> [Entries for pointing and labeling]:
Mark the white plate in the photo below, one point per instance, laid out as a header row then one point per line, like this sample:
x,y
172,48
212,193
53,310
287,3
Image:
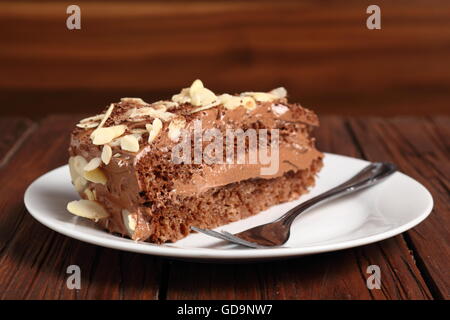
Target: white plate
x,y
385,210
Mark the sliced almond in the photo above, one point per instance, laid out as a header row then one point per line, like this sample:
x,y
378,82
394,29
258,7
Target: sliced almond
x,y
279,109
248,103
230,102
182,97
106,135
95,118
202,97
138,131
106,154
137,101
96,176
196,85
129,221
129,143
175,127
93,164
166,105
153,129
140,113
87,209
208,106
106,116
79,183
260,96
280,92
89,194
87,125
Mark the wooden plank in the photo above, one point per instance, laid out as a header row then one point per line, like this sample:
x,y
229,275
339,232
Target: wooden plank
x,y
34,259
152,50
420,148
13,131
336,275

> [THE TASK]: Format every line of the data above as a Markdown table with the columns Row and Line, giving each line its own numbered row. Omit blank lines and leave the pictures out.

> [WRITTEN RESPONSE]:
| Row | Line |
|---|---|
| 1 | Mark the white plate in the photo below, one point per instance, laid out as a header row then one point per line, like this sample: |
| 2 | x,y |
| 3 | 172,48 |
| 4 | 212,193 |
| 5 | 53,310 |
| 6 | 287,3 |
| 7 | Image: |
| 8 | Target: white plate |
| 9 | x,y |
| 10 | 385,210 |
| 11 | Mark the sliced almond in the photo above, one point per instance, laid out as a header row then one point per line, like this sample: |
| 12 | x,y |
| 13 | 378,82 |
| 14 | 394,29 |
| 15 | 258,7 |
| 16 | Target: sliced almond |
| 17 | x,y |
| 18 | 279,109 |
| 19 | 248,103 |
| 20 | 230,102 |
| 21 | 182,97 |
| 22 | 106,135 |
| 23 | 95,118 |
| 24 | 202,97 |
| 25 | 138,131 |
| 26 | 106,154 |
| 27 | 137,101 |
| 28 | 96,176 |
| 29 | 196,85 |
| 30 | 129,221 |
| 31 | 129,143 |
| 32 | 175,127 |
| 33 | 93,164 |
| 34 | 166,105 |
| 35 | 153,129 |
| 36 | 140,113 |
| 37 | 87,209 |
| 38 | 208,106 |
| 39 | 106,116 |
| 40 | 79,183 |
| 41 | 260,96 |
| 42 | 280,92 |
| 43 | 89,194 |
| 44 | 87,125 |
| 45 | Mark the wooden plank in the photo above, one point per instance, laid out as a header row then one point per line, like this sample: |
| 46 | x,y |
| 47 | 229,275 |
| 48 | 339,232 |
| 49 | Target: wooden plank |
| 50 | x,y |
| 51 | 34,259 |
| 52 | 152,50 |
| 53 | 420,148 |
| 54 | 13,131 |
| 55 | 336,275 |